WHAT YOU WILL DO: Starting from the line that holds "Exercise. Identify the nightstand drawer", print each remaining line of the entries exactly, ending with the last.

======== DATA SECTION

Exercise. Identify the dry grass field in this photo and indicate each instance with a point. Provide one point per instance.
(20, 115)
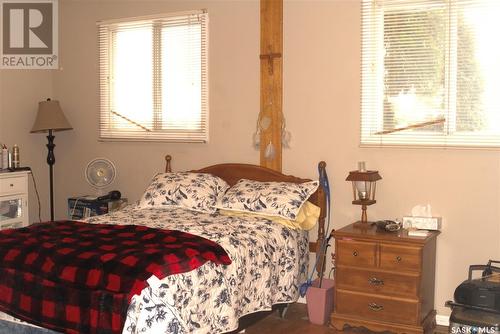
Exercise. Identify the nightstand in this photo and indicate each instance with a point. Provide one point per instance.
(384, 280)
(14, 199)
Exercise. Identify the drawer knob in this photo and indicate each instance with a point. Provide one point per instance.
(375, 307)
(375, 281)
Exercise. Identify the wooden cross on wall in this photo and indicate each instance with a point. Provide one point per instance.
(270, 58)
(271, 80)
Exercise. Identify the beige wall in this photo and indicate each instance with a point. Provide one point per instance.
(20, 91)
(321, 104)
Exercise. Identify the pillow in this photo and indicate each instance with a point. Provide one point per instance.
(282, 199)
(306, 218)
(195, 191)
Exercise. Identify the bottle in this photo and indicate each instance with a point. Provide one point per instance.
(16, 160)
(5, 157)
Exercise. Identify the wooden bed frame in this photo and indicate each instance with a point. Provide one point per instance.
(232, 172)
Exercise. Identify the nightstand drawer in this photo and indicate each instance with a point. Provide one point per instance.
(394, 257)
(13, 185)
(377, 308)
(370, 281)
(357, 253)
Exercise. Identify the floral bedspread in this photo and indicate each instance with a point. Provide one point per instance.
(269, 262)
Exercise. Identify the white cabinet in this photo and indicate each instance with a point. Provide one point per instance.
(14, 199)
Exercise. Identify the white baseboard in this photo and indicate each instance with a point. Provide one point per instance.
(443, 320)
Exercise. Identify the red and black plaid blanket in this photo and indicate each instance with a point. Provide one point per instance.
(79, 278)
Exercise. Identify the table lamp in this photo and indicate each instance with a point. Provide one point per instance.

================

RESULT:
Exercise. Identify the nightstand drawer in this photo and indicate each instance with a point. Provide one point per instance.
(394, 257)
(13, 185)
(377, 308)
(370, 281)
(357, 253)
Exercise. Identify the floral bedspread in this photo and indicate each instance with a point. Provide one point per instance.
(269, 262)
Exercise. Identify the white cabinet in this photo and indicate each instance with a point. Provide one point per instance.
(14, 199)
Exercise. Identify the white baseboard in this photo and indicate each instance with a point. Provide one point per instance.
(443, 320)
Exercise. Identify the red and black plaid blanket in this photo and indicate each instance with a point. Provide one point per instance.
(79, 278)
Exercise. Identify the table lamp in this photo and indicate each instance with a point. Provide one point per instance.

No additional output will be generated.